--- EXERCISE OBJECTIVE ---
Copy every one of the entries below word for word, omitting the pictures.

--- EXERCISE INPUT ---

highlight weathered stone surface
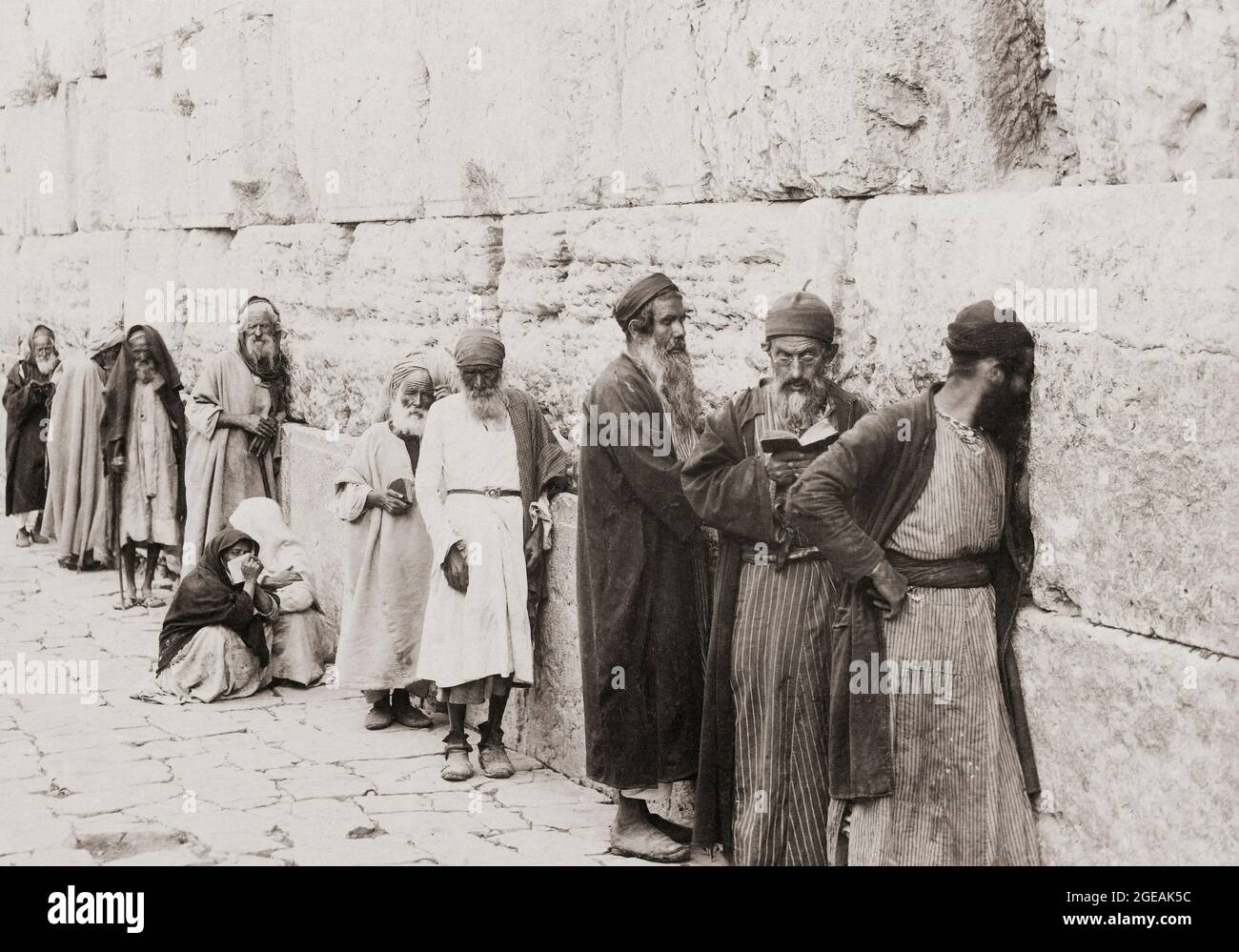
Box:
[843,182,1239,655]
[0,84,77,234]
[1045,0,1239,184]
[0,0,106,107]
[499,203,812,421]
[1015,610,1239,865]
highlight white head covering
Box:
[86,321,125,357]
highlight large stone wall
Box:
[0,0,1239,864]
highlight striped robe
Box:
[829,414,1040,865]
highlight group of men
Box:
[5,273,1038,865]
[4,297,288,609]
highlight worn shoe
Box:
[649,813,693,843]
[392,691,435,730]
[366,700,393,730]
[611,823,690,862]
[438,741,474,780]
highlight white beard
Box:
[388,398,426,436]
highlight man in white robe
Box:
[416,327,567,780]
[335,354,456,730]
[44,321,125,569]
[185,297,289,568]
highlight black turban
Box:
[944,301,1033,362]
[611,272,680,327]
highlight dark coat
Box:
[155,526,280,675]
[4,324,56,516]
[684,383,870,853]
[577,354,702,788]
[788,384,1040,800]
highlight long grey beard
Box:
[465,376,508,423]
[775,375,829,436]
[388,398,426,436]
[635,336,701,451]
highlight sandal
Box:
[438,740,474,780]
[392,689,435,730]
[477,722,517,780]
[366,699,392,730]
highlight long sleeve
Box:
[788,413,899,581]
[185,357,223,440]
[414,404,462,565]
[682,400,776,540]
[334,482,375,522]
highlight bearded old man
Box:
[789,301,1038,865]
[185,297,289,564]
[44,321,125,569]
[4,324,61,549]
[103,324,186,610]
[684,292,870,866]
[335,352,451,730]
[416,327,569,780]
[577,273,710,862]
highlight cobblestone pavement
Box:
[0,530,703,866]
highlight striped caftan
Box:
[830,413,1040,865]
[731,386,837,866]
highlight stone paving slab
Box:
[0,532,708,866]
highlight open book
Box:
[762,420,839,453]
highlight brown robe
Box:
[577,354,702,788]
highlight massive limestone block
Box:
[499,203,814,425]
[1045,0,1239,182]
[0,84,77,234]
[108,0,311,228]
[843,182,1239,654]
[1015,609,1239,865]
[0,0,107,106]
[682,0,1045,198]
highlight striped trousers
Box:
[731,559,835,866]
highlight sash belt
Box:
[447,486,520,499]
[886,549,998,589]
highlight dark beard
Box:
[636,337,702,434]
[973,386,1032,453]
[465,379,507,423]
[775,371,827,435]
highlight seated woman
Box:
[228,496,335,687]
[155,528,280,701]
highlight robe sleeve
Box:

--- REPLY TO THE EXERCISE ---
highlight weathered stone surface
Box:
[843,182,1239,655]
[0,84,77,234]
[1045,0,1239,184]
[0,0,106,107]
[499,203,812,421]
[1015,610,1239,865]
highlight white head covering
Box:
[86,321,125,357]
highlight large stone wall
Box:
[0,0,1239,864]
highlight striped robe
Box:
[829,414,1040,865]
highlight group of men
Box:
[5,273,1038,865]
[4,297,288,609]
highlight worn shoe
Box:
[649,813,693,843]
[392,691,435,730]
[366,700,393,730]
[611,823,690,862]
[438,741,474,780]
highlight white beard
Box:
[388,398,426,436]
highlight man in white robe
Box:
[416,327,567,780]
[335,354,456,730]
[44,321,125,569]
[185,297,289,568]
highlight black turban
Box:
[944,301,1033,362]
[611,272,680,327]
highlight dark coat
Box:
[155,526,280,675]
[4,324,56,516]
[684,383,870,853]
[577,354,702,788]
[788,384,1040,800]
highlight long grey beard
Box:
[465,376,508,423]
[775,375,829,436]
[388,398,426,436]
[635,336,701,451]
highlight sandal
Box:
[438,740,474,780]
[392,689,435,730]
[477,722,517,780]
[366,699,392,730]
highlight long sleeve
Box:
[788,413,899,581]
[185,357,223,440]
[414,404,462,565]
[682,400,776,540]
[334,482,375,522]
highlight bearded old man
Box:
[789,301,1038,865]
[185,297,289,564]
[44,321,125,569]
[4,324,61,549]
[103,324,186,610]
[684,292,870,866]
[335,352,451,730]
[416,327,569,780]
[577,273,710,862]
highlight cobblestone pavement
Box:
[0,530,703,866]
highlight striped caftan
Box:
[830,413,1040,865]
[731,386,837,866]
highlight stone paving slab
Box:
[0,532,708,866]
highlight open book
Box:
[762,420,839,453]
highlight brown robe
Box:
[577,354,702,788]
highlight massive limestone block
Box:
[499,203,814,425]
[1045,0,1239,182]
[0,84,77,234]
[108,0,311,228]
[843,182,1239,654]
[1015,609,1239,865]
[0,0,107,106]
[682,0,1045,198]
highlight striped trousers
Box:
[731,559,835,866]
highlight sash belt
Box:
[447,486,520,499]
[886,549,998,589]
highlight dark beard
Box:
[636,337,702,434]
[973,386,1032,453]
[465,379,507,423]
[775,371,827,435]
highlight seated woman
Box:
[228,496,335,687]
[155,528,280,701]
highlight robe sleeve
Box:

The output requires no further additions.